## SOURCE PASSAGE:
◆ ◆ ◆

What is your risk budget?

The COVID-19 pandemic has been going for over one year and pandemic fatigue is wearing on all of us. You may find yourself wondering whether you can see friends or family, or go to a restaurant. How do you decide whether to do some of your favorite activities?

A risk budget can help you make decisions.

Risk of COVID-19 infection and transmission is not all or nothing. Risk is cumulative and time-sensitive. A risk budget is a way to think about the amount of risk you are willing to take on a given day or in a given week. 

To start building your risk budget, first determine your personal risk with the following questions:

  • Are you at increased risk of complications if you catch COVID-19?
  • Do you live with someone who is at increased risk if they catch COVID-19?
  • Are you a front-line worker commonly exposed to many people? 
  • Do you risk infecting many others if you were to catch COVID-19?

If you answered ‘yes’ to any or all of these questions, your risk budget should probably be smaller than other people. By comparison, if you live alone, work remotely, and have no underlying conditions, your risk budget is bigger. People with a bigger risk budget can take more risks, since they are less likely to be infected, infect others, or suffer severe complications.

◆ ◆ ◆

## RECORDS PROVIDED:

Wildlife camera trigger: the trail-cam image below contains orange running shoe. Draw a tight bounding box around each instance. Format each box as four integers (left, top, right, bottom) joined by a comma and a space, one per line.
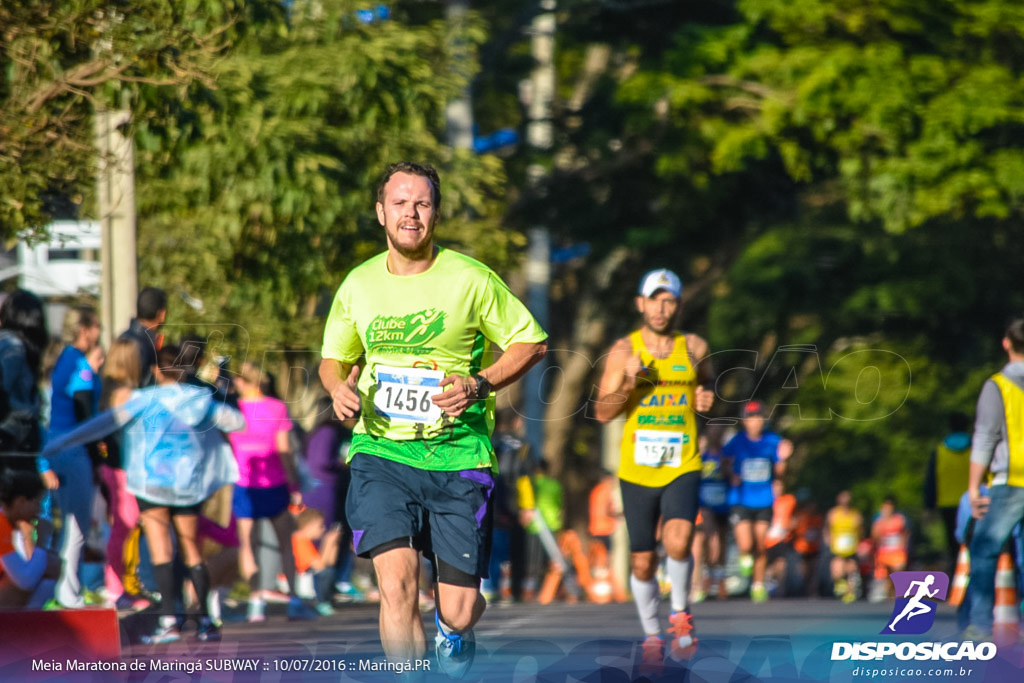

◆ ◆ ◆

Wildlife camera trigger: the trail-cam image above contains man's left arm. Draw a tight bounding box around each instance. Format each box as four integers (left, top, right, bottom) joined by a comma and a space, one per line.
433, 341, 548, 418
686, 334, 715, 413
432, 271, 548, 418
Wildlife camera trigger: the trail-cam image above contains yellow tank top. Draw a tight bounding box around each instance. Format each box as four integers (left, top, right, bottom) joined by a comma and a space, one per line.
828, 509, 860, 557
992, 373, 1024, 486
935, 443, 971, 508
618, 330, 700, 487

◆ ◆ ◆

## QUESTIONS ON THE MATERIAL:
(1) The risk budget passage names the circumstances that give a person a bigger risk budget. List all of them.
(2) Quote the risk budget passage word for word. Begin at the words "If you answered" and stop after "suffer severe complications.".
(3) Extend the risk budget passage past its final sentence, continuing in the same plain voice.

## TASK RESULTS:
(1)
- Living alone
- Working remotely
- Having no underlying conditions

(2)
If you answered ‘yes’ to any or all of these questions, your risk budget should probably be smaller than other people. By comparison, if you live alone, work remotely, and have no underlying conditions, your risk budget is bigger. People with a bigger risk budget can take more risks, since they are less likely to be infected, infect others, or suffer severe complications.

(3)
Factors to include in your risk budget (People, Place, Time, Space!)

By now, we all know how important it is to practice social distancing, wear masks, and wash our hands. But you might wonder, is it really that unsafe to host an outdoor barbecue, go to your friend’s wedding, or visit family

To answer these questions, you should think about your own personal risk budget and consider how risky the activity might be. Ask yourself these questions related to the people, place, time, and space of the activity:

  • Are the COVID-19 cases in your area increasing or decreasing?
  • Are they people in your household or pod?
  • Will people be masked?
  • How many people will there be? Are they vaccinated?
  • Is the activity indoors or outdoors?
  • How much space will there be between people?

From here, you can start determining the risk “cost” of the situation and whether you can “afford” it. To estimate the general risk cost of different factors, try out this risk budget tool

Your risk budget is time-dependent

If you went to a wedding this weekend, you probably spent your entire risk budget for the next two weeks. So it is smart to reduce your contacts and definitely avoid spending time with high risk people or other multi-household groups. On the other hand, if you’re mostly doing low-risk things like a weekly trip to the grocery store and seeing a friend or two outdoors, you can continue to do a few of these things each week and still keep your overall risk low.

Ultimately, a risk budget can help you find the right balance of doing the things you enjoy while taking the precautions to keep yourself safe.